[Activity 1] Reproduce the portion of the biotech market intelligence article between "See more posts" and "advance our efforts.", inclusive.
[Activity 2] Carry on writing the biotech market intelligence article from the point where it stops.

[Study text]

- Opening Delimiter -

Subscribe to our newsletter
Using NLP to Build a Market Intelligence Platform for the Biotech Industry
Today’s chapter of our NLP blog series is written by Andrii Buvailo. Andrii is a co-founder and director at BPT Analytics, and also Editor at BiopharmaTrend.com, responsible for all content, analytics, and product development in the project. He has been writing about research and business trends in the pharmaceutical industry for over four years, mainly focusing on the digital transformation of drug discovery. Before moving to the pharma space, Andrii held a number of executive positions in various hi-tech companies. Prior to his industrial career, he spent years as a practising scientist, having participated in numerous research projects in Belgium, Germany, the United States, and Ukraine. Andrii holds a BSc and an MSc in Inorganic Chemistry, and a PhD in Physical Chemistry from Kyiv National Taras Shevchenko University. Outside his professional career, Andrii is a big fan of travel, chess, and digital drawing.
See more posts in the NLP blog series
Building an initial knowledge base about the pharmaceutical industry
BPT Analytics project started back in 2016 with a simple drug discovery market research blog at BiopharmaTrend.com, where we posted our own regular observations about innovations and technology trends in the pharmaceutical industry, focusing on what companies did to advance the field. At that time we started a systematic effort of collecting data about as many drug discovery and biotech companies and startups as we possibly could. The idea was to create a large enough database of properly labelled companies to see if we would be able to later train machine learning models on it. In 2019 we were awarded a Catalyst Grant to advance our efforts.

- Closing Delimiter -

[Data under study]

- Opening Delimiter -

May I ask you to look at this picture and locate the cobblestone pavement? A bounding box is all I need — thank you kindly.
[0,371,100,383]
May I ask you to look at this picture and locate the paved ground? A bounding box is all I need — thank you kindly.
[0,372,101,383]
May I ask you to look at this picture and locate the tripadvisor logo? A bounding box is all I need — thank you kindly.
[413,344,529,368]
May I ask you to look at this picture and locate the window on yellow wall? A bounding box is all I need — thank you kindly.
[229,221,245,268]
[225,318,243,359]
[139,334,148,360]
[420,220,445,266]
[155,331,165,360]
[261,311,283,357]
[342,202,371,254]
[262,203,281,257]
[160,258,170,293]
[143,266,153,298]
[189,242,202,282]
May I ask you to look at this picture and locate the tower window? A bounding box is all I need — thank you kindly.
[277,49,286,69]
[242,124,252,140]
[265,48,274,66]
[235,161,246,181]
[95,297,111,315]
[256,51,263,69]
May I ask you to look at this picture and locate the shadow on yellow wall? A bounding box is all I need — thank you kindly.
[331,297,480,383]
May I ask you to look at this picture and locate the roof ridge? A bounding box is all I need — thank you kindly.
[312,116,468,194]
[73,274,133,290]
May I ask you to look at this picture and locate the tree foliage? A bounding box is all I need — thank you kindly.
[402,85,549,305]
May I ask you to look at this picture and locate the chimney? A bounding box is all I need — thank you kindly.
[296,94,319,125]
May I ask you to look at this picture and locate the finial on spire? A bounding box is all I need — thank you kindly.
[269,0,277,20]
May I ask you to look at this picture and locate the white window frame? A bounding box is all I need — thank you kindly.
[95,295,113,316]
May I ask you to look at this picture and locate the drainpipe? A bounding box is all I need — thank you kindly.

- Closing Delimiter -

[Result 1]
See more posts in the NLP blog series
Building an initial knowledge base about the pharmaceutical industry
BPT Analytics project started back in 2016 with a simple drug discovery market research blog at BiopharmaTrend.com, where we posted our own regular observations about innovations and technology trends in the pharmaceutical industry, focusing on what companies did to advance the field. At that time we started a systematic effort of collecting data about as many drug discovery and biotech companies and startups as we possibly could. The idea was to create a large enough database of properly labelled companies to see if we would be able to later train machine learning models on it. In 2019 we were awarded a Catalyst Grant to advance our efforts.

[Result 2]
Today, we already have a database of more than 7,000 pharma/biotech companies and over 3,000 investors active in the area. The list of companies is matched with numerous other databases and information resources, including clinical trials, marketed drugs, research papers and patents, funding rounds, R&D partnerships, and other aspects important to understand each company’s role and position in the pharmaceutical landscape. We gather data from numerous sources, including our web-parsing engine, collections with external APIs, data supplied by users, and data collected manually.
Importantly, we have built the infrastructure to manually curate the inflowing data by our freelancers. This process allowed us to accelerate and scale up our manual data curation effort. In order for this data to become useful for the pharmaceutical professional and other decision-makers, we are building a subscription-based web-interface BPT Analytics where users can conduct their own market research using our data, with advanced filters and powerful visualization tools. The interface is currently in private beta testing mode for basic functionality.
On the horizon: using NLP to automate ontology construction
While well-organised manual data curation is one way to build a useful market intelligence service for the pharma industry, it is certainly a limited value proposition. For example, our search is limited to exact keyword-based indexing, without any semantic search options. It means that we can only find information using exact terms and parameters. If a document contains a slight variation of the same term, our search will not be able to find that document.
Another limitation is that all labelling has to be done manually for each entity, and all entities have to be manually associated in the database, which is extremely resource-demanding and inefficient. In order to provide a new level of data mining capabilities for our future customers, we are now exploring ways to apply natural language processing (NLP) technologies in our project. Some of the key tasks that we are hoping to solve by implementing NLP models is to be able to automate domain-specific entity recognition – identifying biotech companies, drugs, diseases, therapeutic modalities etc. – out of vast amounts of mostly unstructured data, and grouping them by a number of requirements.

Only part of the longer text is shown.